■ **What the task asks**
Copy the listing below line for line, without changing a single character.

(Extracted data entries)
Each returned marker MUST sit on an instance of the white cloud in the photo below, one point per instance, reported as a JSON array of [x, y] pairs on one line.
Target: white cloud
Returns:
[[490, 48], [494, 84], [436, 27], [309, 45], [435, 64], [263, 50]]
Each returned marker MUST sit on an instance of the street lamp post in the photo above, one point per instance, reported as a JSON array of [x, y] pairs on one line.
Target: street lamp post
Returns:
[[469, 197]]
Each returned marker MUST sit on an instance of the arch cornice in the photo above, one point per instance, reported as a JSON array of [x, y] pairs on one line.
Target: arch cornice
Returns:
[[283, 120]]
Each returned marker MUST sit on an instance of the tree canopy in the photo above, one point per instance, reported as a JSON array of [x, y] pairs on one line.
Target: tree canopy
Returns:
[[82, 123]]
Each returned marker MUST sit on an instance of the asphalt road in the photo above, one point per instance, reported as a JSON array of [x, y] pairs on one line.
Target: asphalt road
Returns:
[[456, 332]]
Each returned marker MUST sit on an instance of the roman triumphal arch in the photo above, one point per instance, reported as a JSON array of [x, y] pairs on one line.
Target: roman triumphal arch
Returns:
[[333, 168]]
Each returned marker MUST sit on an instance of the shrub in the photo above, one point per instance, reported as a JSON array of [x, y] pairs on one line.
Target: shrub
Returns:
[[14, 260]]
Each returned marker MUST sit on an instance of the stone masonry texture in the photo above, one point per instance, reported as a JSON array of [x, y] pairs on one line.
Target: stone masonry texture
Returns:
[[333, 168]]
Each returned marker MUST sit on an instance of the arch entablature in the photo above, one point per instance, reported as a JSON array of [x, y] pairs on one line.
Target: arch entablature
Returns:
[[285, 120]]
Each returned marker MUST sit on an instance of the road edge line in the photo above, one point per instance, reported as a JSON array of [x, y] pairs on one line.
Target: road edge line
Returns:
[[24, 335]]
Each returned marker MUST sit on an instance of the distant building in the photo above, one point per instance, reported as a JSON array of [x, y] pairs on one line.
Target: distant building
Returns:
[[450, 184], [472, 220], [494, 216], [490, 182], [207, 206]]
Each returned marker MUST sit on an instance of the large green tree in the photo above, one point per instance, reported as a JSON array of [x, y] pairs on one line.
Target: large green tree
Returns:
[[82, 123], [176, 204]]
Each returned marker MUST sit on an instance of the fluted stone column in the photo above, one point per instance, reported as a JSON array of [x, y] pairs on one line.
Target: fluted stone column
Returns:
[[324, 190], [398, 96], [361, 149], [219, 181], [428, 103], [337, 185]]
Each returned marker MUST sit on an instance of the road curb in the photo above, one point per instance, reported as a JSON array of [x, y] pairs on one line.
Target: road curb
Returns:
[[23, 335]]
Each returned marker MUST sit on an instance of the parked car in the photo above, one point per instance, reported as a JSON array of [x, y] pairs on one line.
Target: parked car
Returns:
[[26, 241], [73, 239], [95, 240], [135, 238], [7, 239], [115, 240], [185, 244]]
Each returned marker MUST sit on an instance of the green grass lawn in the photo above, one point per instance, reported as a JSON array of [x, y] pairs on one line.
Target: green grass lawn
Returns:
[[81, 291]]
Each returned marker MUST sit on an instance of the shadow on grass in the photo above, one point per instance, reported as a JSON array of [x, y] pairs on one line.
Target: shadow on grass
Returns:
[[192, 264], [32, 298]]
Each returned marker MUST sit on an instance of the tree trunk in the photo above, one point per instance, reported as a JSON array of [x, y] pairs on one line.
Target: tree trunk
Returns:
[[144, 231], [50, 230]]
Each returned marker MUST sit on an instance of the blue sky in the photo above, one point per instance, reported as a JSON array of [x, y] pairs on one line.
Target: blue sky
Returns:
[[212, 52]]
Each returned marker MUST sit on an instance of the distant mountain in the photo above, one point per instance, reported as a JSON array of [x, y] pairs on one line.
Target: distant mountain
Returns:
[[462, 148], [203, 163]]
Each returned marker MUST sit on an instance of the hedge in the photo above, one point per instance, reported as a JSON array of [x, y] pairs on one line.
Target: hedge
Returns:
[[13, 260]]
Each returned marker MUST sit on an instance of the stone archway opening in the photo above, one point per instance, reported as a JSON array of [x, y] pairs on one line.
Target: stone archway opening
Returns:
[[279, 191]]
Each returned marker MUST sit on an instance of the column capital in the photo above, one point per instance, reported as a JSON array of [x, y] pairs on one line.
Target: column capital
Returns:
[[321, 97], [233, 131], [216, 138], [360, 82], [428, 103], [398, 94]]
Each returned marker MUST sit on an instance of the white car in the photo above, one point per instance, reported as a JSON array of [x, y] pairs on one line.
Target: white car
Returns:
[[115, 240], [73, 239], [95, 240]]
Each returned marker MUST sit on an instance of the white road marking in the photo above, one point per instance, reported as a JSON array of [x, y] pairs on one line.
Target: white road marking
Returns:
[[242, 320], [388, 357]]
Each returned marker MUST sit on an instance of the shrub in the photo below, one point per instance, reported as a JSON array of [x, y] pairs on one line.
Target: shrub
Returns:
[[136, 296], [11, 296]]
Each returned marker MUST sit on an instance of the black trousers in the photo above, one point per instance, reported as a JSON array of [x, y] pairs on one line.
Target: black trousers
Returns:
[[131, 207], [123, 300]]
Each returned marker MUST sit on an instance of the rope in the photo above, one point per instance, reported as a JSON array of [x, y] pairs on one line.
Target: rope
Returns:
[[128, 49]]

■ **Task response**
Each returned marker MUST sit on an instance of the white cloud in the photo below, one point per instance, reported as a JSON array of [x, y] pairs on one line.
Target: white cloud
Returns:
[[490, 48], [494, 84], [436, 27], [309, 45], [435, 64], [263, 50]]
Each returned marker MUST sit on an instance of the street lamp post in the photo above, one point per instance, reported as a JSON array of [x, y] pairs on one line.
Target: street lamp post
Returns:
[[469, 197]]
Each returned marker MUST sit on an instance of the arch cornice in the photo above, one point per instance, reported as a JSON array of [x, y] pairs on one line.
Target: arch cornice
Returns:
[[283, 120]]
Each returned marker MUST sit on an instance of the tree canopy in the photo above, one point per instance, reported as a JSON array of [x, y] pairs on one line.
Target: tree canopy
Returns:
[[82, 123]]
Each returned marker MUST sit on an instance of the asphalt road in the photo above, one point per instance, reported as a JSON array of [x, y] pairs on one line.
Target: asphalt road
Returns:
[[456, 332]]
Each returned marker MUST sit on an instance of the roman triumphal arch in the photo above, one point per instance, reported as a JSON array of [x, y] pairs on one line.
Target: roman triumphal arch
Returns:
[[333, 168]]
Each returned marker MUST sit on an instance of the shrub in the photo above, one point per instance, reported as a JSON array of [x, y] pairs on one line.
Target: shrub
Returns:
[[14, 260]]
Each returned marker MUST sit on an instance of the stone masonry texture in the photo above, one point per instance, reported as a JSON array of [x, y] pairs on one line.
Target: stone masonry texture
Returns:
[[333, 168]]
Each returned marker MUST sit on an instance of the arch entablature in the photo above, one point per instance, reported as a JSON array of [x, y] pairs on one line.
Target: arch entablature
Returns:
[[285, 120]]
Each returned marker MUST sit on an instance of the road edge line in the photo above, one point per instance, reported as a JSON array of [x, y] pairs on one line.
Target: road edge line
Returns:
[[24, 335]]
Each returned marker MUST sit on an instance of the distant building in the photo above, one point per instance, reported as a JSON array of [x, y] pairs on one line.
Target: distant building
Returns:
[[450, 184], [472, 220], [494, 216], [490, 182], [207, 206]]
Each returned marker MUST sit on an instance of the large green tree in the photo above, one point per instance, reported as a JSON array of [x, y] pairs on one line.
Target: large green tree
Returns:
[[82, 123], [176, 204]]
Each returned marker MUST sit on an instance of the fluted stone column in the photo above, one point per instance, reported as a JSON array of [x, y] pairs on one line.
Target: fluted stone column
Returns:
[[324, 190], [398, 96], [361, 149], [219, 181], [428, 103], [337, 185]]
Each returned marker MUST sit on an instance of the road curb in the photo above, one point per instance, reported as a JSON array of [x, y] pairs on one line.
Target: road curb
Returns:
[[23, 335]]
Each returned marker MUST sit on an instance of the parked car in the photo above, one point per instance, reported as a JSON array of [x, y] pairs on one line.
Target: parked car
Returns:
[[26, 241], [73, 239], [95, 240], [135, 238], [7, 239], [115, 240], [185, 244]]
Each returned marker MUST sit on an instance of the green grass lawn in the photo above, one point per instance, reported as a JSON array of [x, y] pairs on one line.
Target: green grass lawn
Returns:
[[81, 291]]
Each returned marker MUST sit on an instance of the shadow on grass in the photo above, one point per instance, reported as a JSON array of [x, y] pairs on one line.
Target: shadow on grass
Returns:
[[192, 264], [32, 298]]
Each returned marker MUST sit on an instance of the tree trunk in the photo above, one point per instance, reported as a JSON array of [x, y] pairs on one line.
Target: tree trunk
Returns:
[[144, 231], [50, 230]]
Each returned marker MUST sit on an instance of the blue sky in the photo above, one point per instance, reported as a JSON array of [x, y] pairs on one line.
Target: blue sky
Returns:
[[212, 52]]
Each returned marker MUST sit on an instance of the distant mountain in the photo above, one point per instance, reported as a JSON array of [x, y] pairs on one line.
Target: distant mountain
Returns:
[[462, 148], [203, 163]]
Each returned marker MUST sit on an instance of the hedge in the photo above, one point per instance, reported as a JSON array of [x, y] pairs on one line.
Target: hedge
Returns:
[[13, 260]]
Each returned marker MUST sit on an instance of the stone archway opening in the photo above, one point per instance, reported as a JSON array of [x, y] pairs on one line.
Target: stone archway opening
Returns:
[[279, 191]]
Each returned marker MUST sit on an instance of the column capital in the photo above, one point per instance, reported as a JSON array of [x, y] pairs on one line.
Target: column capital
Returns:
[[321, 97], [233, 131], [216, 138], [360, 82], [428, 103], [398, 94]]
Each returned marker MUST sit on an instance of the white car in the photo above, one point per instance, reported as a JSON array of [x, y] pairs on one line.
Target: white car
Returns:
[[115, 240], [73, 239], [95, 240]]
Each returned marker MUST sit on an instance of the white road marking in the photo above, one point per instance, reported as a JSON array of [x, y] pairs on one line.
Target: white road marking
Returns:
[[242, 320], [388, 357]]
Each returned marker MUST sit on an instance of the shrub in the photo below, one point per instance, reported as a JSON array of [x, y] pairs on one line.
Target: shrub
Returns:
[[136, 296], [11, 296]]
Each returned marker MUST sit on an instance of the black trousers in the photo above, one point per instance, reported as a JSON array of [x, y] pairs on one line.
Target: black trousers
Returns:
[[131, 207], [123, 300]]
Each returned marker MUST sit on an instance of the rope in the photo above, one point per instance, reported as a JSON array of [x, y] pairs on one line.
Target: rope
Returns:
[[128, 49]]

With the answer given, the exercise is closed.